• EXERCISE INSTRUCTIONS: Print all entries word for word.

Items from a dataset
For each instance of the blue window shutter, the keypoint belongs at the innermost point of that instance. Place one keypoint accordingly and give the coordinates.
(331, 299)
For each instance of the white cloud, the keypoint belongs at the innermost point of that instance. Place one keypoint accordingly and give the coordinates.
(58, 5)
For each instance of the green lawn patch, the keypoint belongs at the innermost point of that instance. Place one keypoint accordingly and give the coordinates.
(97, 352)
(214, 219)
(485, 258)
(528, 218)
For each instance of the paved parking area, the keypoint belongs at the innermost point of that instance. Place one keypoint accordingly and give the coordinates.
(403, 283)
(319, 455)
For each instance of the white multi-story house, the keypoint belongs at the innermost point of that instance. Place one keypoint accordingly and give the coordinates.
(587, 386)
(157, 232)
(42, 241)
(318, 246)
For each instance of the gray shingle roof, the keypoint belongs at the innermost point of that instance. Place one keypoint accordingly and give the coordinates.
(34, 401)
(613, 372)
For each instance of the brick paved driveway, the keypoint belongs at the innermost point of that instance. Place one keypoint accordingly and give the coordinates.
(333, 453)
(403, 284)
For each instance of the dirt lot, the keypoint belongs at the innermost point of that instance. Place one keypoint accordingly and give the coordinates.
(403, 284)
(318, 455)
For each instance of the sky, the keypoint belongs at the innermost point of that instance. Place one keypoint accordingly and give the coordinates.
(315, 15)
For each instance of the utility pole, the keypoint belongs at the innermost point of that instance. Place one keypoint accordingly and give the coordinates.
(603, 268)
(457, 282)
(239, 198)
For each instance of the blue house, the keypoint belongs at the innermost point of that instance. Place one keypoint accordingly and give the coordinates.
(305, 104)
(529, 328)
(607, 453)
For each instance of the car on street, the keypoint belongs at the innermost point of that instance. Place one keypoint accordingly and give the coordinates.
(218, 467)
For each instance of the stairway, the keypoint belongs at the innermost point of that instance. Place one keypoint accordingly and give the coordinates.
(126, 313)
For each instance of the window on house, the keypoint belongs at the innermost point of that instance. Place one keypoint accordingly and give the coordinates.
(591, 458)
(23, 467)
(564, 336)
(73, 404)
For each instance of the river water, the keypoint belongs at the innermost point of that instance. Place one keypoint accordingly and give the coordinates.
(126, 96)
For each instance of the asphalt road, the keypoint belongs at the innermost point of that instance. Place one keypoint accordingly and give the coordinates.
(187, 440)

• ANSWER BELOW:
For each instance of the blue window shutter, the keypoint belongs at the innermost point of that instance. Place one keypoint accordingly and give the coordinates.
(331, 299)
For each instance of the white cloud, the keypoint belongs at the innermost point of that instance. Place one keypoint accordingly and give the coordinates.
(58, 5)
For each instance of the green lawn patch, the keypoint belongs at the innermost point of that instance. Place one keypoint accordingly and give the coordinates.
(97, 352)
(214, 219)
(485, 258)
(528, 218)
For each instance of the paved parking area, the keypoint belongs at the innermost point of that instance. Place one keypoint accordingly and give the coordinates.
(403, 283)
(319, 455)
For each instance of the white multi-story house, the keypoint belongs at the innermost point of that instance. Place one keypoint accordingly and give the coordinates.
(587, 386)
(157, 232)
(42, 241)
(318, 246)
For each instance of the gray shingle roof, the keypoint belongs at the innermost point of that instance. Place one keypoint accordingly and give the coordinates.
(34, 401)
(613, 372)
For each instance of the brick paved driveway, the keypoint belongs at the innermost point of that instance. Place one keypoint accordingly and give the coordinates.
(333, 453)
(403, 284)
For each instance of the dirt lot, the keypoint belongs at the innermost point of that instance. Place one keypoint accordingly and give the coordinates.
(403, 284)
(318, 455)
For each instance of the sky, the keypoint belongs at the innermost point of that instance. Place one keypoint accordingly and give the coordinates.
(315, 15)
For each instance of the utility pole, the keypoint belongs at the innermost point of that instance. Place one keypoint accordingly and give the coordinates.
(603, 268)
(457, 282)
(239, 198)
For each instance of the blue house, the keypoint belongs at the innermost point of that instance. Place one keypoint accordingly and give the coordinates.
(305, 104)
(529, 328)
(607, 453)
For each instance of the car on street, the keypoint belongs at the innermost point of that instance. Place one keypoint accordingly and give the coordinates.
(218, 467)
For each instance of the stairway, the keypoint belongs at the innermost point of that instance. Place one keypoint accordingly and give the coordinates.
(126, 313)
For each instance of the window on house, the keypoint belongs at the innermost point of that instance. Place one keypoint accordingly and give the coordinates.
(591, 458)
(23, 467)
(564, 336)
(73, 404)
For each instance of the river water, the keypoint belongs at the innermost point of that instance. Place one keypoint accordingly and give the coordinates.
(126, 96)
For each instance of the asphalt road, the keypoint belongs at the innermost point of that instance. Place one keypoint accordingly and give the coordinates.
(187, 440)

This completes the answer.